■ **Excerpted passage**
Semantics can be observed in both sign and sound languages. That is to say that language analysis should also include the language of the deaf.
If the expression “He is awake” is used, the hearer should understand what ‘he’ means (a male entity) and who the ‘he’ is. In this case, knowing that the reference is a male entity is of semantic knowledge, and working out who the ‘he’ is, is from pragmatic competence. Semantic knowledge and pragmatic competence are required by hearers to understand utterances they hear in a discourse. (Saeed, pg 22)
Logic and Truth
The concept of logic is important to semantics as it helps in the establishment of truth of statement. Truth means a correspondence with facts about state of affairs in the world.
Entailment shows that there are truth relationships between sentences which hold regardless of the empirical truth of the sentence. For example;
The anarchist assassinated the emperor implies that the emperor is dead. It can be said that a sentence p entails sentence q when the truth of the first p guarantees the truth of the second q, and the falsity of the first equally guarantees the falsity of the second.
Composite truth table of entailment
F T or F
T or F T
Presupposition as a property of Semantics
To propose something means to assume it. As below, “except she is married, she won’t have a dead husband”. A implies B
Semantics, as the study of meaning of expressions through language is concerned with how people respond to statements made by other people around them, or with whom they engage in communication. In discoursing semantics as a theory of language, one may try to answer the question, “Why did this person react this way after the other said this. A statement can mean different things to two different people; what is responsible for that? Why doesn’t every person respond equality to statements made to them? Such questions are what semanticists are out to answer. However, semantics tend to restrict meaning within the content of expression.
“I saw two boys sitting under the mango tree.”
Whatever the situation may be, the above statement is expected to be perceived equally by every hearer based on the collection of lexical items in the sentence. The imagery should be the same and whatever reaction the speaker expects from the hearer should not be changed if the two share the same linguistic competence – if they speak the same language and share the same dictionary meaning of every word they use.
“I saw my mother just now”
In the above statement, why would anyone expect that the person been referred to is a woman? This means that semantics analysers must involve other aspects of language use like phonology and syntax. There must be sheared knowledge on this two between speakers, which also mean that in a way, they speak the same language, and speaking the same language should mean having the same linguistic repertoire. A person who understands Hausa but not Yoruba will not understand words said to him in Yoruba, but he will understand those said in Hausa and will respond accordingly. This means that in discussing semantics, one has to include the place of phonology and syntax. Phonology is the study of the sounds of a language and how the sounds combine to form a meaning word. Syntax involves the study of how words are used together to form sentences used in communication. With the speakers understanding of the definition of the words he uses, he puts the words together guided by grammatical rules of the language.
Pragmatics as a linguistic approach to establishing meanings of expressions
It can be said that understanding the meaning of a proposition begins at the semantic level, where semantic analysis fails; Pragmatics comes in. This is because Pragmatics (and discuss analysis) fetches meaning below the surface. Pragmatics is concerned with meaning within context of use which can be user or situation related. For instance if a person says, “I will give you a job.” The hearer will examine the truth of the statement by finding out if the speaker is capable of carrying out what he has said.

■ **Supplied data**

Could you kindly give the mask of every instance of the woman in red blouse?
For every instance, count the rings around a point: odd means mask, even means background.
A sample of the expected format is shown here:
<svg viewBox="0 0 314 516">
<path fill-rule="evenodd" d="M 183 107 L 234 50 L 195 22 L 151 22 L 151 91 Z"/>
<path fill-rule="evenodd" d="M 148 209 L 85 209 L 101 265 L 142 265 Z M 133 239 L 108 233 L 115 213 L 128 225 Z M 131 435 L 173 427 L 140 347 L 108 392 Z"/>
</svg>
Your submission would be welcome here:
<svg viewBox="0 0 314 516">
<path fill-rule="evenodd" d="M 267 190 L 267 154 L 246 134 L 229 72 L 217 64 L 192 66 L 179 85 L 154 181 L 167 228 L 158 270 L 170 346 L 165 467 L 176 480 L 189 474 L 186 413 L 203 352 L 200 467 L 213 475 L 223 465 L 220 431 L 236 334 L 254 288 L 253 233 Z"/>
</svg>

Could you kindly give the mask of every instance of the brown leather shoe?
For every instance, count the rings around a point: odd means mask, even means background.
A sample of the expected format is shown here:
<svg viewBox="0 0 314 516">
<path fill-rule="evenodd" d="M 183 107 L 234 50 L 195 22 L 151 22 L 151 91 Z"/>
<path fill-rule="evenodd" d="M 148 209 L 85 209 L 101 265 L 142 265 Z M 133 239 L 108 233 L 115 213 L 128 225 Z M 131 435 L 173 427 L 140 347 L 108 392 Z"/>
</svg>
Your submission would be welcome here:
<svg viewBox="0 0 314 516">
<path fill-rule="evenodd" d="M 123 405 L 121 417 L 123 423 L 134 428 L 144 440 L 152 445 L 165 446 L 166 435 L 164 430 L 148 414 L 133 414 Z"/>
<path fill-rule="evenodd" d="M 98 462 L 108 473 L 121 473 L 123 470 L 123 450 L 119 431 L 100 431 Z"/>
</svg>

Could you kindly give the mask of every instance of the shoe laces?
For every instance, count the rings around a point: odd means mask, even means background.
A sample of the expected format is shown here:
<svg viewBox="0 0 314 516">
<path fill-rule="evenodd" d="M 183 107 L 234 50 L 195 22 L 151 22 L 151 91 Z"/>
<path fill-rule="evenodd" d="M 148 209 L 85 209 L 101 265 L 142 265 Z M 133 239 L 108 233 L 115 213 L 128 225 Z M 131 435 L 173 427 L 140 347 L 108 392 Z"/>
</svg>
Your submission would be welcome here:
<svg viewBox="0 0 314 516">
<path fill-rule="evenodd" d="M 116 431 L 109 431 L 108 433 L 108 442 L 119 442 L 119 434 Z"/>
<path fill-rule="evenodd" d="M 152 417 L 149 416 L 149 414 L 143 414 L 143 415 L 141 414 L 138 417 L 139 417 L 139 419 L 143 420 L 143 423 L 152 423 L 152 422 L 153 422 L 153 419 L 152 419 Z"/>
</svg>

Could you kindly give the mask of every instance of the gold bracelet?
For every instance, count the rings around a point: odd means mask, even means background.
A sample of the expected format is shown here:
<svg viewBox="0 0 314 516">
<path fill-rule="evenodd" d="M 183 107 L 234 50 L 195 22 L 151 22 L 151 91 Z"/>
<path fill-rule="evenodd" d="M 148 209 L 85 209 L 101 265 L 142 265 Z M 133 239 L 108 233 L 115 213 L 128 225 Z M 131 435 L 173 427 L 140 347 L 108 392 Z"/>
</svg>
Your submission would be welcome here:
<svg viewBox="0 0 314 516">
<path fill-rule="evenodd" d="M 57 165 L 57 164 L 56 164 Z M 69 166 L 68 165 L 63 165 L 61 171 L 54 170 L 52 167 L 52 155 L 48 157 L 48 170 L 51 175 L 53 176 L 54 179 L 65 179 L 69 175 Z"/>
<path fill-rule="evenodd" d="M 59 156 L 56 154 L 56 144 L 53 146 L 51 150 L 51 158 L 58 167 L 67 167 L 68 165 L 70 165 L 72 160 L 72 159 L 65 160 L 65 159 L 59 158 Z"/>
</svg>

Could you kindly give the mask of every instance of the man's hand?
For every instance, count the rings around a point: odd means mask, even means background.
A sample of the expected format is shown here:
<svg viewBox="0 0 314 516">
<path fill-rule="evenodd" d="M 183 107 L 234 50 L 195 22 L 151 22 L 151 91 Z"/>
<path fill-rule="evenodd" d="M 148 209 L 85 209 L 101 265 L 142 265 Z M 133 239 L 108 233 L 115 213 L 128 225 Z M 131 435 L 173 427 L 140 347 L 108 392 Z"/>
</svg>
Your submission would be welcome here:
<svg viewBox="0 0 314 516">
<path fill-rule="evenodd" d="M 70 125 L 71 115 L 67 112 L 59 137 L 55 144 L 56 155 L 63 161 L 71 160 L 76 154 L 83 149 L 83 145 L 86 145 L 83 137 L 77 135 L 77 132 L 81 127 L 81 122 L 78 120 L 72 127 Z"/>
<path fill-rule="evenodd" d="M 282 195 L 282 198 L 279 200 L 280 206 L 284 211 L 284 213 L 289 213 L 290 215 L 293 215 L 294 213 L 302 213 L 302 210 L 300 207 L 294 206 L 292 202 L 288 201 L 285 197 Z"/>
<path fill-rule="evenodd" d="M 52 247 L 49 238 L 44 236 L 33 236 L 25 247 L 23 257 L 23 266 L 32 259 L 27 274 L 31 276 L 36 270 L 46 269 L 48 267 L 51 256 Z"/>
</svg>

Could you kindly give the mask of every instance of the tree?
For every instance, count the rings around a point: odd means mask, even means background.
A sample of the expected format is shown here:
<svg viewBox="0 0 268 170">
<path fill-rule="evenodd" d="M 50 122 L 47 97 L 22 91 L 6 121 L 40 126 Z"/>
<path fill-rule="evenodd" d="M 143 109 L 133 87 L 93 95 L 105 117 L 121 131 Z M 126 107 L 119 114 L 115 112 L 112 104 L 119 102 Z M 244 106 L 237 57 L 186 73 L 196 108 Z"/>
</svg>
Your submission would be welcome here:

■ **Direction 1**
Print the stretch of the semantics essay from "If the expression" through "(Saeed, pg 22)".
■ **Direction 2**
Write out the stretch of the records from the line containing "of the tree?" through the end of the records, replacing "sample" with "model" and keeping everything else the same.
The essay on semantics and the records are separate materials.

■ **Written response 1**
If the expression “He is awake” is used, the hearer should understand what ‘he’ means (a male entity) and who the ‘he’ is. In this case, knowing that the reference is a male entity is of semantic knowledge, and working out who the ‘he’ is, is from pragmatic competence. Semantic knowledge and pragmatic competence are required by hearers to understand utterances they hear in a discourse. (Saeed, pg 22)

■ **Written response 2**
Could you kindly give the mask of every instance of the tree?
For every instance, count the rings around a point: odd means mask, even means background.
A model of the expected format is shown here:
<svg viewBox="0 0 268 170">
<path fill-rule="evenodd" d="M 50 122 L 47 97 L 22 91 L 6 121 L 40 126 Z"/>
<path fill-rule="evenodd" d="M 143 109 L 133 87 L 93 95 L 105 117 L 121 131 Z M 126 107 L 119 114 L 115 112 L 112 104 L 119 102 Z M 244 106 L 237 57 L 186 73 L 196 108 Z"/>
</svg>
Your submission would be welcome here:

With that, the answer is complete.